Extract to read:
-=-=-=-=-
People ages 80 and older with a common type of lymphoma can take a half-dose of chemotherapy and be cured or significantly extend their survivorship with fewer toxic side effects, a new study shows.
Senior investigator Paul Barr, a professor of medicine at the University of Rochester, presented the study at the American Society of Hematology (ASH) annual meeting.
It doesn’t make sense to give an 80-year-old cancer patient the same dose of chemotherapy as a younger person, the researchers say—and research has already proven this general approach is effective.
But their study evaluated whether the lower dose was valid in a “real world” group of patients treated at clinics across the US. The study did confirm the safety and effectiveness for millions of people seeking care in non-academic, community cancer clinics outside of National Cancer Institute-designated centers such as Wilmot.
-=-=-=-=-
Stored data:
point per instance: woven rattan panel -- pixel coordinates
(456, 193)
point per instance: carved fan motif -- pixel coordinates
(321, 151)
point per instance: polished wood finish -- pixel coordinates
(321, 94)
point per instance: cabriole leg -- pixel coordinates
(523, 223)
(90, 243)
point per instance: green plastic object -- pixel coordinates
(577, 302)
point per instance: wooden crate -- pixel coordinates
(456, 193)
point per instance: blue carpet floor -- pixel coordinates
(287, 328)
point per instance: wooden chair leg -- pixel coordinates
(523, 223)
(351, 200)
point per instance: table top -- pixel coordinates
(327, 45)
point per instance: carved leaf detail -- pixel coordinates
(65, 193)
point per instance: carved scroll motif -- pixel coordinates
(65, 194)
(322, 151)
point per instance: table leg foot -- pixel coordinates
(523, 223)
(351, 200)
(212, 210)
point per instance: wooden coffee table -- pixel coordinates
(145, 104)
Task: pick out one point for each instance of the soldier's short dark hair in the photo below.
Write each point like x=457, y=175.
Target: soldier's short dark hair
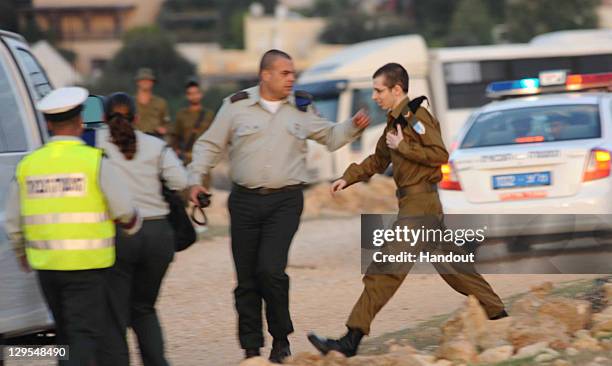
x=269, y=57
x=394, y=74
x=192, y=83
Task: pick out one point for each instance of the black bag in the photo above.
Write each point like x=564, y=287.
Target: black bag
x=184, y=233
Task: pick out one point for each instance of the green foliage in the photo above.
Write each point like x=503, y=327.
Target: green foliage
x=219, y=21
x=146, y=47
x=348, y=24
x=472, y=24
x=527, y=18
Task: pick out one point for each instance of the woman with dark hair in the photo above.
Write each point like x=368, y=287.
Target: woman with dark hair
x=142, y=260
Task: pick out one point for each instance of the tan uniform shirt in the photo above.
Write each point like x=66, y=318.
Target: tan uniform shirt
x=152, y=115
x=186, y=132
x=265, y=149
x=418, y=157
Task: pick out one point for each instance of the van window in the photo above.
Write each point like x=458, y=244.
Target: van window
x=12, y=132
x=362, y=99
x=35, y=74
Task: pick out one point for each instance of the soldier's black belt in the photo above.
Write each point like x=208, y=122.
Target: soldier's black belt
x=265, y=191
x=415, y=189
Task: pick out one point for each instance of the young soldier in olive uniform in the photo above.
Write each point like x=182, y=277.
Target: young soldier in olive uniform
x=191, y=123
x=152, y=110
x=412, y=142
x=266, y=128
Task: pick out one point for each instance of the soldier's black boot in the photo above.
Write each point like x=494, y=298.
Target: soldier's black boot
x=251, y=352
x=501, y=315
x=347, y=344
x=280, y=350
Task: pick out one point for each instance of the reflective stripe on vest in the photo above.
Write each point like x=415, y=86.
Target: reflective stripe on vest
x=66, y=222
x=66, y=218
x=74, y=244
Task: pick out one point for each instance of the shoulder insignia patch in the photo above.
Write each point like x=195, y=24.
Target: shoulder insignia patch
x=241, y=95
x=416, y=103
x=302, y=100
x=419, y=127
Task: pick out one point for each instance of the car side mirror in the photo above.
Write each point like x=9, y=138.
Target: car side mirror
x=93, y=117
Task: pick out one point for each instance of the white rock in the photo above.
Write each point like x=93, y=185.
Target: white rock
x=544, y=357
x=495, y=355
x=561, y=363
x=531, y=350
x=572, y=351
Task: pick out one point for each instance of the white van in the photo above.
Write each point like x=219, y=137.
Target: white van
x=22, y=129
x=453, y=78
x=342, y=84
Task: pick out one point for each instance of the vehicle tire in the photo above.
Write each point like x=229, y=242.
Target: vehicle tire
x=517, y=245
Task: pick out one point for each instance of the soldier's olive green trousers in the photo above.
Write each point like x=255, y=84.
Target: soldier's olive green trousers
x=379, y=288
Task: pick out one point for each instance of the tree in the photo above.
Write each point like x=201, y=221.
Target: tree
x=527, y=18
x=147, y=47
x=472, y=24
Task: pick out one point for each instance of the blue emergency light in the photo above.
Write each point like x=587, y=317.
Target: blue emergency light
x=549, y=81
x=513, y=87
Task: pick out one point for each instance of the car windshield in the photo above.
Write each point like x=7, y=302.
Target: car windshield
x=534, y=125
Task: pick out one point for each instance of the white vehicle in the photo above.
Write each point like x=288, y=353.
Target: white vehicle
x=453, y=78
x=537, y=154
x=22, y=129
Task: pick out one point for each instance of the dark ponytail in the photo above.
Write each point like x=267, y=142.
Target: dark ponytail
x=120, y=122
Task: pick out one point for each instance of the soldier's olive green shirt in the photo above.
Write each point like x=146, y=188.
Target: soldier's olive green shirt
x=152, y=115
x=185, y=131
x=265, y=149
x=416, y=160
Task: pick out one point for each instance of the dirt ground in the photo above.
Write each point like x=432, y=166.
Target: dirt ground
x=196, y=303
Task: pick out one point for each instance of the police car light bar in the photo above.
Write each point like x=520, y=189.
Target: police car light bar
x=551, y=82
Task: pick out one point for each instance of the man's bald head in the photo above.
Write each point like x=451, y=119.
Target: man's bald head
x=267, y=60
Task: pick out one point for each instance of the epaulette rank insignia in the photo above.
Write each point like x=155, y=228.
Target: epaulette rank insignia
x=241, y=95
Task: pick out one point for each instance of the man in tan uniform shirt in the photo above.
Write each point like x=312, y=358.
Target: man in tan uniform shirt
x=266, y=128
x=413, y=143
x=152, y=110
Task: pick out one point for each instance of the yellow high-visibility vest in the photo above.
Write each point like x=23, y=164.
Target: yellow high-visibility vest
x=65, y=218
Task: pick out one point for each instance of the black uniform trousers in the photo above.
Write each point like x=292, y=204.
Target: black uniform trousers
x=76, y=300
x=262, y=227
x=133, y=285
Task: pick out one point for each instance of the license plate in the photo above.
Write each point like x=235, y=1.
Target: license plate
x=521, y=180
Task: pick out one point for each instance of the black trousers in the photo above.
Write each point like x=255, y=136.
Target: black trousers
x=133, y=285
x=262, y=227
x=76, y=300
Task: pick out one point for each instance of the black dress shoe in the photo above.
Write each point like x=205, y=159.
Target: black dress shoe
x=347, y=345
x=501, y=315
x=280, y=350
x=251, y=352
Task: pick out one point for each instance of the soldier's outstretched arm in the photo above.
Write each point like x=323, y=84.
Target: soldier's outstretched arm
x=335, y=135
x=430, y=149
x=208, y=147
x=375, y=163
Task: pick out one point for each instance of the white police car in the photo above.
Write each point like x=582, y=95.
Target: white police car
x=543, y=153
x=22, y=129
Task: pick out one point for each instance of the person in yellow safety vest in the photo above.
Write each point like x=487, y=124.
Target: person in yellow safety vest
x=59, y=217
-=-=-=-=-
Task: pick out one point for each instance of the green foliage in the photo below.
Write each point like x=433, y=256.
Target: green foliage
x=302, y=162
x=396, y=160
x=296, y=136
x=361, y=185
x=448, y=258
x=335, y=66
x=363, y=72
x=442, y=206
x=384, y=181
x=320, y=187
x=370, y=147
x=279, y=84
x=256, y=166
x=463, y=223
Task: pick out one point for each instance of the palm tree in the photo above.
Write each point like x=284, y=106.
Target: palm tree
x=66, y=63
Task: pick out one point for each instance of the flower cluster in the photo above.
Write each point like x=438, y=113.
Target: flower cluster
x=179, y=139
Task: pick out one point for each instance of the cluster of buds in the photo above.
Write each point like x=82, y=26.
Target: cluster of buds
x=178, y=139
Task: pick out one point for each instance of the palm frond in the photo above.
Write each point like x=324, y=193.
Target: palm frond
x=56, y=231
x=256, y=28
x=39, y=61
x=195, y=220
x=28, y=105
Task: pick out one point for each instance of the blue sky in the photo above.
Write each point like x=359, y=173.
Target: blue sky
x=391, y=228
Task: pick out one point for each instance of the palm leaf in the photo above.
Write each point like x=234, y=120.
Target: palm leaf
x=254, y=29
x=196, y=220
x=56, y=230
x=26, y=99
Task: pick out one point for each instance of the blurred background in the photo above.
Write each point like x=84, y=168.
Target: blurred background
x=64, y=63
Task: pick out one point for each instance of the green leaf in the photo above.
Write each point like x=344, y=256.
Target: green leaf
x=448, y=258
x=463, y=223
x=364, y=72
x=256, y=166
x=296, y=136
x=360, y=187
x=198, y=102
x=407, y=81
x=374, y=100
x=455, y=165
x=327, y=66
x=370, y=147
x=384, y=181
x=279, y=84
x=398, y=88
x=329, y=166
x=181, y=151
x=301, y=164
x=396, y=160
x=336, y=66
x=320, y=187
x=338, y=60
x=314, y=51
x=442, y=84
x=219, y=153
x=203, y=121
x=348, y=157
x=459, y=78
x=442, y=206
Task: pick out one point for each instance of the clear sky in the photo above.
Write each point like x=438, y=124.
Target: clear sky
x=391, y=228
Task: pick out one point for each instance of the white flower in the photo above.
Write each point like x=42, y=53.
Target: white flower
-=-=-=-=-
Work order: Rewrite the lymphoma text, starting with "Senior investigator Paul" and going on through "approach is effective.", replacing "annual meeting" with "yearly meeting".

Solved exercise:
Senior investigator Paul Barr, a professor of medicine at the University of Rochester, presented the study at the American Society of Hematology (ASH) yearly meeting.
It doesn’t make sense to give an 80-year-old cancer patient the same dose of chemotherapy as a younger person, the researchers say—and research has already proven this general approach is effective.